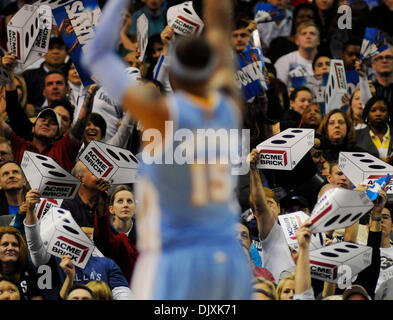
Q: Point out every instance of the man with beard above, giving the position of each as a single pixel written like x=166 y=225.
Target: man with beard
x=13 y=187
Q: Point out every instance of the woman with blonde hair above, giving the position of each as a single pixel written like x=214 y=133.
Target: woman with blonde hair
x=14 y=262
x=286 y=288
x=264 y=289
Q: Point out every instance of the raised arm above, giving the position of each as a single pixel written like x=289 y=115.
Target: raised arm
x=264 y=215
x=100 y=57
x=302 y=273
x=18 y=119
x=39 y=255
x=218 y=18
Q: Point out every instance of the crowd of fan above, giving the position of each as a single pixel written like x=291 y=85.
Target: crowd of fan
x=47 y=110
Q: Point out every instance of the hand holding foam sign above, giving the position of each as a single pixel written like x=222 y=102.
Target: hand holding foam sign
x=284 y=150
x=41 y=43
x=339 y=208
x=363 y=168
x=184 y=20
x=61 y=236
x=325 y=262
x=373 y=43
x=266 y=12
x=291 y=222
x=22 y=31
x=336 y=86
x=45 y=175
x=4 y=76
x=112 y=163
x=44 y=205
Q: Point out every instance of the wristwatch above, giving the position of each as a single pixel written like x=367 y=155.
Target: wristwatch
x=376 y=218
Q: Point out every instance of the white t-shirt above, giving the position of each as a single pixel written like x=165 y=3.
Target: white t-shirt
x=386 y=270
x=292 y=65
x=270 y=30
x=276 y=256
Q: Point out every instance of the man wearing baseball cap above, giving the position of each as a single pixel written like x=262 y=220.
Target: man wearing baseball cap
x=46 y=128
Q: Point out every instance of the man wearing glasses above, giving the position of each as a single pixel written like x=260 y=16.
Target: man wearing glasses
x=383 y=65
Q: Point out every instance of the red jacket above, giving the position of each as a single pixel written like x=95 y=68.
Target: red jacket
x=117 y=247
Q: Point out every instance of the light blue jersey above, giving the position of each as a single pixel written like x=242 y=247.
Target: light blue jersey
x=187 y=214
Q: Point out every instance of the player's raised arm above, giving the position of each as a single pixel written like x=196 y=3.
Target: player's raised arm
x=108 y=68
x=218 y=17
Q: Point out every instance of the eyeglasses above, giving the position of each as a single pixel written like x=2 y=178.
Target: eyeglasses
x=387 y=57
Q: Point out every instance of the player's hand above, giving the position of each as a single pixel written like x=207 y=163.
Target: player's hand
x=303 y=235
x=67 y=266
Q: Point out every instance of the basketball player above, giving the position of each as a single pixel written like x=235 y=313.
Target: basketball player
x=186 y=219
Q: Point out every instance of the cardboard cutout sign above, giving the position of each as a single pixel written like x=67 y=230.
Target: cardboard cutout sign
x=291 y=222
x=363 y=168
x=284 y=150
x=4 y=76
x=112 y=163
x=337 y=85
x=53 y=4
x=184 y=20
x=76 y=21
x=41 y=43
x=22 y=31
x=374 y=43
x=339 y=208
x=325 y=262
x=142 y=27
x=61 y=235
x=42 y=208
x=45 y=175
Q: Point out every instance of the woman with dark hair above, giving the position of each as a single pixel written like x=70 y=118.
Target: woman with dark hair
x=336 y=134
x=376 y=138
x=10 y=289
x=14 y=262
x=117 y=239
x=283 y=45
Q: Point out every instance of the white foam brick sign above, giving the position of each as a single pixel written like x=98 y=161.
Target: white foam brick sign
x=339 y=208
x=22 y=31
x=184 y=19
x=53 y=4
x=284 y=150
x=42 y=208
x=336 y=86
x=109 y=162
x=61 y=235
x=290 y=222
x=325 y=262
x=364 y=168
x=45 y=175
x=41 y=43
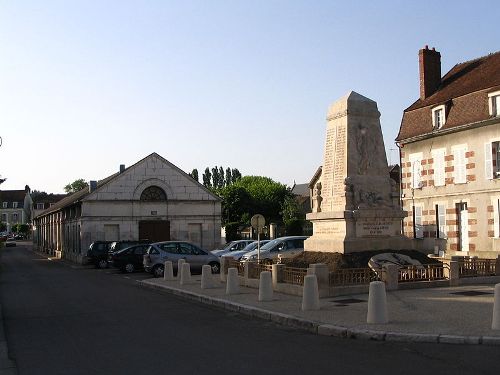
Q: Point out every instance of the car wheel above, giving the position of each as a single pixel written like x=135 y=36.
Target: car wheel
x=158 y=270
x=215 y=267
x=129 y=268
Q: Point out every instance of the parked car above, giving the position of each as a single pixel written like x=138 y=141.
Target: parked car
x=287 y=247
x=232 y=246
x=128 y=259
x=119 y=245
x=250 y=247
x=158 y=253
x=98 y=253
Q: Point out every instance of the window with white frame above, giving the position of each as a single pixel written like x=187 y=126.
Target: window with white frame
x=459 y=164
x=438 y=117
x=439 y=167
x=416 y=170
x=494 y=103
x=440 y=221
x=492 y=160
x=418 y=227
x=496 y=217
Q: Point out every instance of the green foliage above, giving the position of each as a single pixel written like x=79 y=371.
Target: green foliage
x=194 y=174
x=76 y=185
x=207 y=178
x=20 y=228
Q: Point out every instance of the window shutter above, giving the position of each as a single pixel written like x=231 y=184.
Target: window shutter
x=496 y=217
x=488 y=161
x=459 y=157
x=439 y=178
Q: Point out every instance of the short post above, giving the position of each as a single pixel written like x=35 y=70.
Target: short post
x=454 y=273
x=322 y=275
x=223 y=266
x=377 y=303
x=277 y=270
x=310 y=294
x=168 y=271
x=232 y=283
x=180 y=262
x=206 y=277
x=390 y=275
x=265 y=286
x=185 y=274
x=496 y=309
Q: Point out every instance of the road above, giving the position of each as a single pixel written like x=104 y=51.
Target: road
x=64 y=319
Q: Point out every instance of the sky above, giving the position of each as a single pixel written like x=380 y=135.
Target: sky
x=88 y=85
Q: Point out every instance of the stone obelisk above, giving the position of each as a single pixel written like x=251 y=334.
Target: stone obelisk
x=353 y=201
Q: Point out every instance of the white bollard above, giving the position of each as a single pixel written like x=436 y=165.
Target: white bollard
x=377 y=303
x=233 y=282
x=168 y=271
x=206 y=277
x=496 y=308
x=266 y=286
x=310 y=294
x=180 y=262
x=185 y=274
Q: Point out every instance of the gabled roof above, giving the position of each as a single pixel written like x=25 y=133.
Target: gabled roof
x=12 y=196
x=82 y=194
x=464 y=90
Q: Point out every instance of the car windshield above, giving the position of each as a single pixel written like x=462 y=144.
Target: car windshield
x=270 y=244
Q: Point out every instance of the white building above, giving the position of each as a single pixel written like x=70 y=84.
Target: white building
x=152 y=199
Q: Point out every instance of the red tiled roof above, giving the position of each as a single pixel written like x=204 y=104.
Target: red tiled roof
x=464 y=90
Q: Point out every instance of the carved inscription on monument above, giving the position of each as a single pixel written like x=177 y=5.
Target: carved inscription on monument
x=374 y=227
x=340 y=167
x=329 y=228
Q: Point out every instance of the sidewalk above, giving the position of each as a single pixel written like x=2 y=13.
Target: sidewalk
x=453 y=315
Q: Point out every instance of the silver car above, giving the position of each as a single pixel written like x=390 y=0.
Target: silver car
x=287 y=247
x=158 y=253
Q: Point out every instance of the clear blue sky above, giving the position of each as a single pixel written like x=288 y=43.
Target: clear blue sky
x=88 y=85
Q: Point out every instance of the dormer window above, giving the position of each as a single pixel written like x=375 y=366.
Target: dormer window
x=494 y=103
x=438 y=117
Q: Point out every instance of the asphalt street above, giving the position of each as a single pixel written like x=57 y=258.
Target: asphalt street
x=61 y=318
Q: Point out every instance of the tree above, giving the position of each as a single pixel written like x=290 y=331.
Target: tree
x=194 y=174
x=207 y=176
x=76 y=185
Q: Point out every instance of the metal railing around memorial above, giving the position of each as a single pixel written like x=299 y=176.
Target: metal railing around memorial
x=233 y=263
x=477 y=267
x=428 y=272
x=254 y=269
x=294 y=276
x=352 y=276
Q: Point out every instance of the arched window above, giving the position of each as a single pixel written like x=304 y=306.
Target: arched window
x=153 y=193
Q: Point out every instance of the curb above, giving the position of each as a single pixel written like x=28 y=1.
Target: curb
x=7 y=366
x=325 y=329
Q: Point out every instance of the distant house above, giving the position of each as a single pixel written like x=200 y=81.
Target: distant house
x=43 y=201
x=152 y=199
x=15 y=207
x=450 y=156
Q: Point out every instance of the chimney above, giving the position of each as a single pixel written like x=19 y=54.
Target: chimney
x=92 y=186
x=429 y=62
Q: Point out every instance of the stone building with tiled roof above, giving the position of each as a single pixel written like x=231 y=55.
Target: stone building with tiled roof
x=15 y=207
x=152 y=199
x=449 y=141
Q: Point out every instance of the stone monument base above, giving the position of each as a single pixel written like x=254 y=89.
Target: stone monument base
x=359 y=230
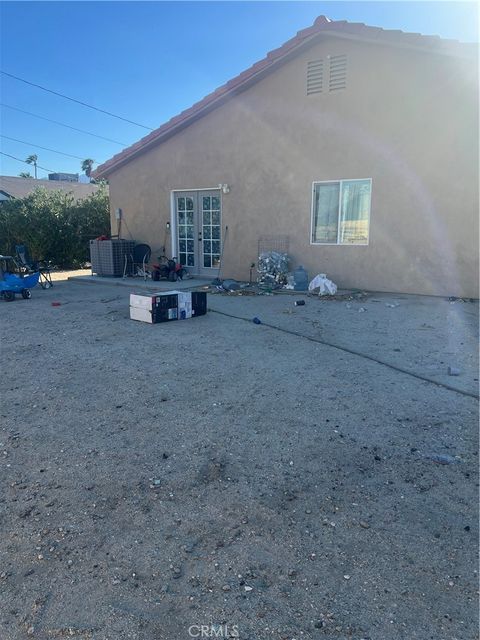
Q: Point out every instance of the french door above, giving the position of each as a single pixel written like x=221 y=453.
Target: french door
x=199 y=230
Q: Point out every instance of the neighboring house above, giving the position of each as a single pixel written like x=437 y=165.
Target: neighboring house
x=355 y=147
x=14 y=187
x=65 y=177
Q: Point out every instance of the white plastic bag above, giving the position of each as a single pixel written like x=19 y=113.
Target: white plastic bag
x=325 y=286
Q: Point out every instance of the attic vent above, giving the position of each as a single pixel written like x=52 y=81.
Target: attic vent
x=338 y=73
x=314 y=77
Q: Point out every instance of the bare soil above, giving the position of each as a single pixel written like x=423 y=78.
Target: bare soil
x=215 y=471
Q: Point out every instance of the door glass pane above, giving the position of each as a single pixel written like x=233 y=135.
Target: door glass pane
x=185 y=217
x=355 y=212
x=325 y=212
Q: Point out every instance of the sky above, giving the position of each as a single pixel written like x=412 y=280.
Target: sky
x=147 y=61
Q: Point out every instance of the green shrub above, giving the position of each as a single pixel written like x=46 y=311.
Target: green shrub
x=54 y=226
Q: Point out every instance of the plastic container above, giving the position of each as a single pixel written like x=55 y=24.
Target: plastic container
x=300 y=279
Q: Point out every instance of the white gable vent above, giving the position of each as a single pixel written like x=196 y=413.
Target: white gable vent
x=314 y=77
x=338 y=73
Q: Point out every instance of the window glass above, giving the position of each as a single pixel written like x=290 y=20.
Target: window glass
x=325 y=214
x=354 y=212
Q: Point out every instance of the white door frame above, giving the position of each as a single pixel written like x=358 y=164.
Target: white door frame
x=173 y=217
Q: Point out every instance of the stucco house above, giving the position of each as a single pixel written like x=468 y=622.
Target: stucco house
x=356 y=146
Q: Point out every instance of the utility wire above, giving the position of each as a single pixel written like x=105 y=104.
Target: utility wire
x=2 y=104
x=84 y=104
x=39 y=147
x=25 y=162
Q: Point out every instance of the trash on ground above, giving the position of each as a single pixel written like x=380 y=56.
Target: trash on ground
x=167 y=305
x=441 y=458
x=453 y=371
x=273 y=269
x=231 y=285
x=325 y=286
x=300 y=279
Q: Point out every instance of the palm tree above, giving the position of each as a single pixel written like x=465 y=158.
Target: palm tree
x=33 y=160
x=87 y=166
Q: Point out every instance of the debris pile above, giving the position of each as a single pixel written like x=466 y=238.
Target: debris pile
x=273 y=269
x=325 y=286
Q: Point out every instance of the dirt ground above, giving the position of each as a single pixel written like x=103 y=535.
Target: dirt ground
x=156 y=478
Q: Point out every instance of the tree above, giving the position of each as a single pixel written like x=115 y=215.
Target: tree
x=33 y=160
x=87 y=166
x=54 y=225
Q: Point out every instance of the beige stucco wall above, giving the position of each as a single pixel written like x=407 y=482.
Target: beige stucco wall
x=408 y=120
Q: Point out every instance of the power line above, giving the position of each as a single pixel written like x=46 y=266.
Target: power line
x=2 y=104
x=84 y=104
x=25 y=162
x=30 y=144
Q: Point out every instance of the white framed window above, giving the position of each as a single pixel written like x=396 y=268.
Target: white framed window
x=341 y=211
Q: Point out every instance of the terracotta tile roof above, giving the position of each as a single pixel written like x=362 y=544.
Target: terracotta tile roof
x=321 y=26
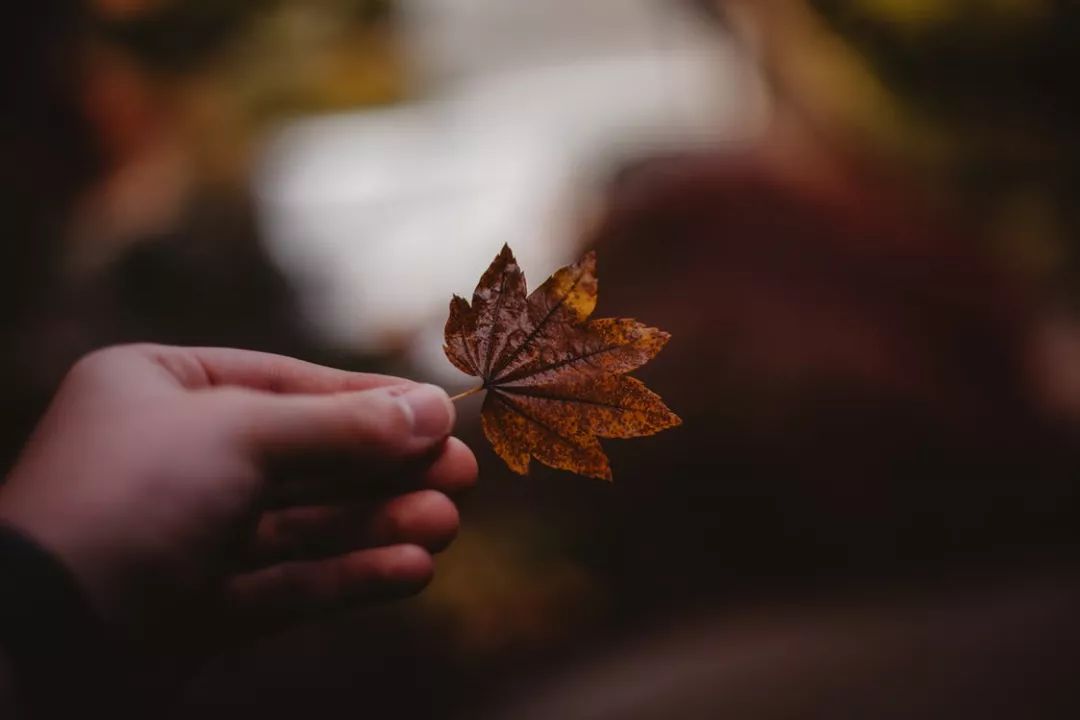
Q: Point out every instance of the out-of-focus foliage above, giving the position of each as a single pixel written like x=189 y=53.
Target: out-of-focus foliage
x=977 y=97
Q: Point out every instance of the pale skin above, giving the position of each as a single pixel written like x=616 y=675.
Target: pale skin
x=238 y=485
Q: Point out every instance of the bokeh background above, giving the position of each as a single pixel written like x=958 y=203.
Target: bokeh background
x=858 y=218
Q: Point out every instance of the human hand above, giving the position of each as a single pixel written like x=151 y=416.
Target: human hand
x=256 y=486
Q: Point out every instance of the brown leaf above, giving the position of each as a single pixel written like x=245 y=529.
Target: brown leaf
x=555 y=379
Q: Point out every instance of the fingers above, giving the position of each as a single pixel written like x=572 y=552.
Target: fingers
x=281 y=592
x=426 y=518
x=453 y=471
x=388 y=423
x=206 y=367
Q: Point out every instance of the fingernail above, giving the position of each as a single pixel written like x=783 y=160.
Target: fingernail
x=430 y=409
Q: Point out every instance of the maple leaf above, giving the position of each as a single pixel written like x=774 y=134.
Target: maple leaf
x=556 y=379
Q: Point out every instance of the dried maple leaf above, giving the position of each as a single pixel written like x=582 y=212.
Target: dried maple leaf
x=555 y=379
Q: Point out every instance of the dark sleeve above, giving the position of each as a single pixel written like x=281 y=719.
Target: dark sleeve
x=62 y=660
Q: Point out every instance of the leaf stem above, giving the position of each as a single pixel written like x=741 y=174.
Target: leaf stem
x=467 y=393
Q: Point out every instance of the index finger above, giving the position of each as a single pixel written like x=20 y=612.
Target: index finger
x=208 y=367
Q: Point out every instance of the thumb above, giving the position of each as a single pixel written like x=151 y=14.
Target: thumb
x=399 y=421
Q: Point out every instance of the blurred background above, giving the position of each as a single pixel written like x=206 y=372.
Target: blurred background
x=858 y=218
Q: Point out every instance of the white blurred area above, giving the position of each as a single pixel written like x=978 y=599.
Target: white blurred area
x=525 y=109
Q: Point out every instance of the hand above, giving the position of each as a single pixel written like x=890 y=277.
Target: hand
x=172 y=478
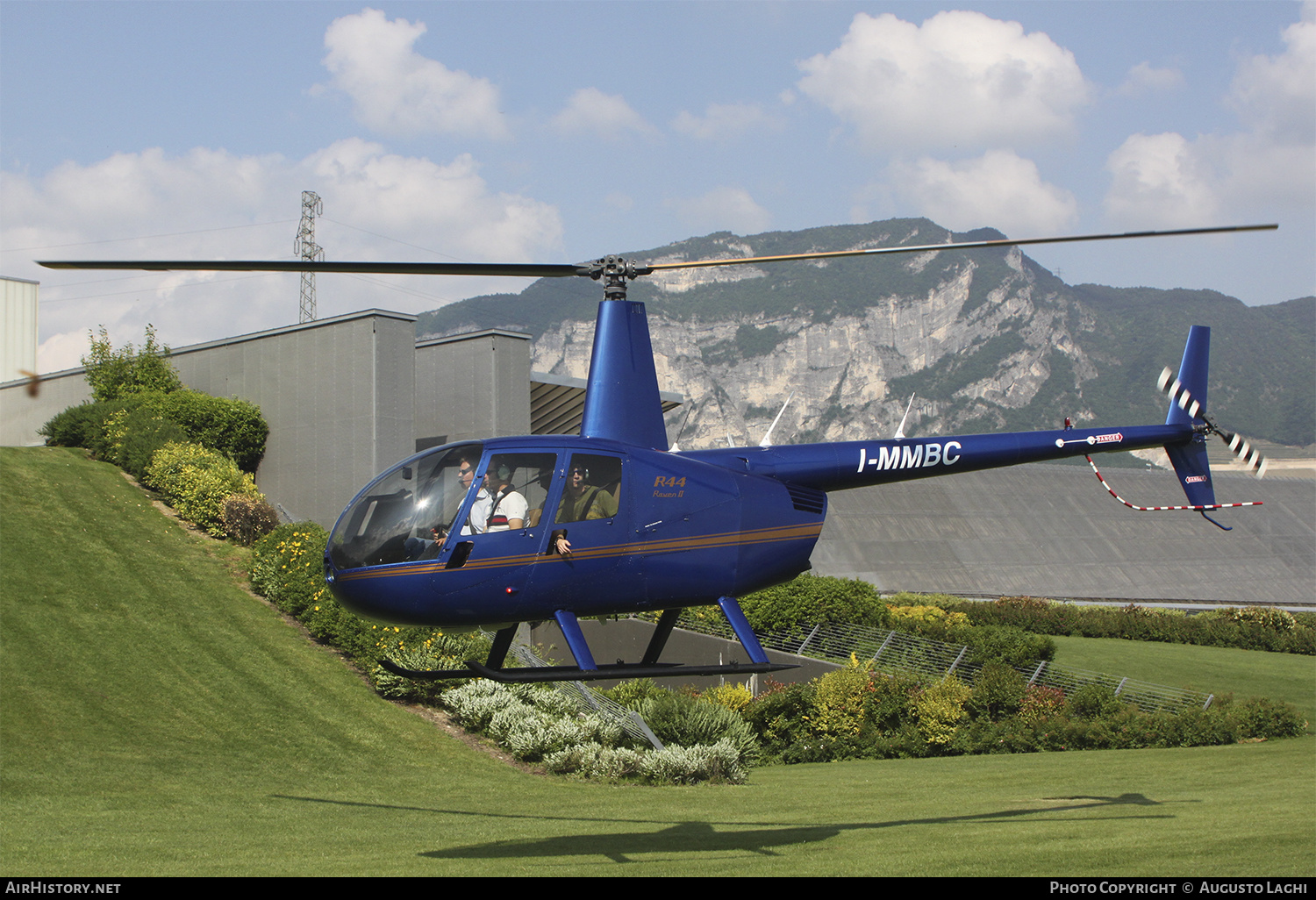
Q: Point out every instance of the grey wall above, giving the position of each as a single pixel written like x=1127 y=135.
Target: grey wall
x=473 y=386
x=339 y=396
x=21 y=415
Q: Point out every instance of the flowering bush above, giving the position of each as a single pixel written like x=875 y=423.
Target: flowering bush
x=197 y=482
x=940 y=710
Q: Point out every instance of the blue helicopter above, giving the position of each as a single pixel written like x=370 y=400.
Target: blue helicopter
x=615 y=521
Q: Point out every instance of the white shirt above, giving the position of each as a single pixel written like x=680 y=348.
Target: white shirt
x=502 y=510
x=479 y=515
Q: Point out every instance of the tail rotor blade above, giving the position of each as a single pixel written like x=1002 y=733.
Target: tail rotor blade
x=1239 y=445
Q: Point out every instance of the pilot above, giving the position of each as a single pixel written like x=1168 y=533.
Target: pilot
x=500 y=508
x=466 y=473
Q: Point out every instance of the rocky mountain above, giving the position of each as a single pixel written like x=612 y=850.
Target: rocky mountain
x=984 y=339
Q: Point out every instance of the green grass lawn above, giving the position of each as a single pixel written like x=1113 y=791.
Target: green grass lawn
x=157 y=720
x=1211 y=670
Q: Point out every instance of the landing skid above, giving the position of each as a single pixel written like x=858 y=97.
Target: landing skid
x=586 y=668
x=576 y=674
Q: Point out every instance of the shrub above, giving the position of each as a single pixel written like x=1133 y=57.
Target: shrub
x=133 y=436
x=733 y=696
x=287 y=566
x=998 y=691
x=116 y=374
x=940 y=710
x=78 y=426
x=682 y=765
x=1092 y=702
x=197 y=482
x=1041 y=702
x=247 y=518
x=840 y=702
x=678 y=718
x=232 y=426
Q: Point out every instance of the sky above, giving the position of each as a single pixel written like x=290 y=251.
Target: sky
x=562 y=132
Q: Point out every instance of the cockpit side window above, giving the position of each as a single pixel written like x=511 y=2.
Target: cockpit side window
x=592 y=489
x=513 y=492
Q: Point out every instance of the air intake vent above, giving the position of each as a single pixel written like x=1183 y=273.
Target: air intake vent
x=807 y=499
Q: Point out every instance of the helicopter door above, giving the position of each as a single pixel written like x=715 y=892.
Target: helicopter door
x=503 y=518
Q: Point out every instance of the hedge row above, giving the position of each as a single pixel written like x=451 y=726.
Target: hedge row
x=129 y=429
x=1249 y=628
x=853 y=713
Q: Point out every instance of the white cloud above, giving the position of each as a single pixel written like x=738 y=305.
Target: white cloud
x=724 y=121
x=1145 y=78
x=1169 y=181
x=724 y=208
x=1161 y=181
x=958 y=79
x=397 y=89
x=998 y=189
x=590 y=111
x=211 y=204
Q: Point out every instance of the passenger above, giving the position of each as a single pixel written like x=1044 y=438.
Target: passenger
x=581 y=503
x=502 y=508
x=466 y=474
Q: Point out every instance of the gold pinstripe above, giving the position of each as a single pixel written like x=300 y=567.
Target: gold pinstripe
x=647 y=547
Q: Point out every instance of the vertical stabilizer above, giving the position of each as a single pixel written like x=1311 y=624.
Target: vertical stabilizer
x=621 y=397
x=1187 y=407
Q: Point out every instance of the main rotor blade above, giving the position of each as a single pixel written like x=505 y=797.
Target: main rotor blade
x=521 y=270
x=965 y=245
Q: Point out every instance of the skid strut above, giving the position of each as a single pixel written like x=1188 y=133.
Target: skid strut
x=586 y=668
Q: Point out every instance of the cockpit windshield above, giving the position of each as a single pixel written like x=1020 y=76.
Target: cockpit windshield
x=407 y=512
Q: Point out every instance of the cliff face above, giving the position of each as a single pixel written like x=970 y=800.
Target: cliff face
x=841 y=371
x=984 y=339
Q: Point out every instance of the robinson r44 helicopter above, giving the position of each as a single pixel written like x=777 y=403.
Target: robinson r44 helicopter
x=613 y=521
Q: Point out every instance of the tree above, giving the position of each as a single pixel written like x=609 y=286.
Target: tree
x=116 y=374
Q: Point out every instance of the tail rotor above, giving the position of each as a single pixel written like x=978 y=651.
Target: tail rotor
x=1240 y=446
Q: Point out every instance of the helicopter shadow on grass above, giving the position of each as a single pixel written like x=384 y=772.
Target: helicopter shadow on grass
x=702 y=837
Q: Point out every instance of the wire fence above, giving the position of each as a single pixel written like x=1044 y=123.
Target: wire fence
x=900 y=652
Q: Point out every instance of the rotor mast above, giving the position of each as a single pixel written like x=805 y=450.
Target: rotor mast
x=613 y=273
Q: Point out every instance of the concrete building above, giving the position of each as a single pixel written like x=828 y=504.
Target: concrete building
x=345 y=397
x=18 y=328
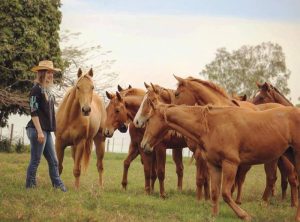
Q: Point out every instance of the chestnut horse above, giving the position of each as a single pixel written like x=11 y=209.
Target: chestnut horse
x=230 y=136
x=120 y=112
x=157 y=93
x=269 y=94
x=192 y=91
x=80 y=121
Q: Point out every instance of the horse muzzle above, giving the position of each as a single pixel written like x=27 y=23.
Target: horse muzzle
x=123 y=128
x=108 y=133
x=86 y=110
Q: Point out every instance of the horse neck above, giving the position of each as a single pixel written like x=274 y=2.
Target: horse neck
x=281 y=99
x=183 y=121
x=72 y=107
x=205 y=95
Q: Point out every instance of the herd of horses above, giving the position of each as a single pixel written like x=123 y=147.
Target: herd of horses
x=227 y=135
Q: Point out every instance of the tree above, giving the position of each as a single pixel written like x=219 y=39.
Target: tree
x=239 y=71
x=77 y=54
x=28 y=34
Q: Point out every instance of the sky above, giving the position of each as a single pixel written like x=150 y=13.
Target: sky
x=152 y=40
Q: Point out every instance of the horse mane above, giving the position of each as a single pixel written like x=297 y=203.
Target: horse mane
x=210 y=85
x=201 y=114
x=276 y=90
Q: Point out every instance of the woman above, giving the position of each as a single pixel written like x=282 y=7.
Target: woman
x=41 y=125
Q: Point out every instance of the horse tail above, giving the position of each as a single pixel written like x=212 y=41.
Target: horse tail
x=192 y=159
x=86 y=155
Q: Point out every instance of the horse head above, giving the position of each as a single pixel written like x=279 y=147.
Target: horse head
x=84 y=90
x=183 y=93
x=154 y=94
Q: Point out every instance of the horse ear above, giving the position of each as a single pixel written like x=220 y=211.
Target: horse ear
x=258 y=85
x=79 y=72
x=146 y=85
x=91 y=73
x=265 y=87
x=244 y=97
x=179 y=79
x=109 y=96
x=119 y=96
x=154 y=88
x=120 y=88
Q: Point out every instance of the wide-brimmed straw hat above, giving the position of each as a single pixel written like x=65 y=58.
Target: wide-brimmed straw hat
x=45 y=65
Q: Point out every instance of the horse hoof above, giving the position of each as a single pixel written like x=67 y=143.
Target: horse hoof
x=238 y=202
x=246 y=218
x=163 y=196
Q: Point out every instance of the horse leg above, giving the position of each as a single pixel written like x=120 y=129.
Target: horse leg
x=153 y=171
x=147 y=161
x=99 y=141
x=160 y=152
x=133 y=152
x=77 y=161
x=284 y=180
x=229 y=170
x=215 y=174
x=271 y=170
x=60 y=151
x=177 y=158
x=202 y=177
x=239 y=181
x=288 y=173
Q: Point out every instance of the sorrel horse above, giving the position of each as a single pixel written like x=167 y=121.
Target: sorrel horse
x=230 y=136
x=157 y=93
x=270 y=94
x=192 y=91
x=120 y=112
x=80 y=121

###

▶ _Exercise instructions_
Return the lines above verbatim, starting with the line that contains "Q: Point out every instance of the helicopter door" and going on through the line that contains "x=407 y=512", with both of those lines included.

▶ _The solution_
Q: Point out every instance of the helicopter door above, giving the position of each as a single pixel written like x=715 y=892.
Target: helicopter door
x=503 y=518
Q: Point out every instance of the hedge row above, giving the position of each as a single pixel written like x=451 y=726.
Target: hedge row
x=129 y=429
x=1249 y=628
x=853 y=713
Q: Point out every instance of the white cloud above, giving the position of each as a single pixel written like x=738 y=305.
Target: white cloud
x=724 y=121
x=1145 y=78
x=1169 y=181
x=724 y=208
x=1161 y=181
x=958 y=79
x=397 y=89
x=998 y=189
x=590 y=111
x=211 y=204
Q: Point out every instance of the passenger above, giving the position of each as a single pixel written like x=1044 y=438.
Target: passenger
x=581 y=503
x=502 y=508
x=466 y=474
Q: Point out every instance of the gold pinstripe above, giving the position of each as a single pixel written like x=300 y=567.
Target: gold pinstripe
x=647 y=547
Q: Point out every instance of the vertical stabilizer above, giving the position of each as a single pixel written like x=1311 y=624.
Target: vertical stabilizer
x=621 y=397
x=1187 y=407
Q: Point out every instance of the main rotor blade above, giving the position of each as a single pixel written like x=505 y=797.
Target: main rotor blade
x=521 y=270
x=965 y=245
Q: Point out every instance of the skid strut above, giving the position of each as a single pixel written like x=1188 y=133.
Target: skid strut
x=586 y=668
Q: Point out every instance of the cockpit windshield above, giving the position of each as a single pixel written like x=1020 y=76.
Target: cockpit windshield
x=407 y=512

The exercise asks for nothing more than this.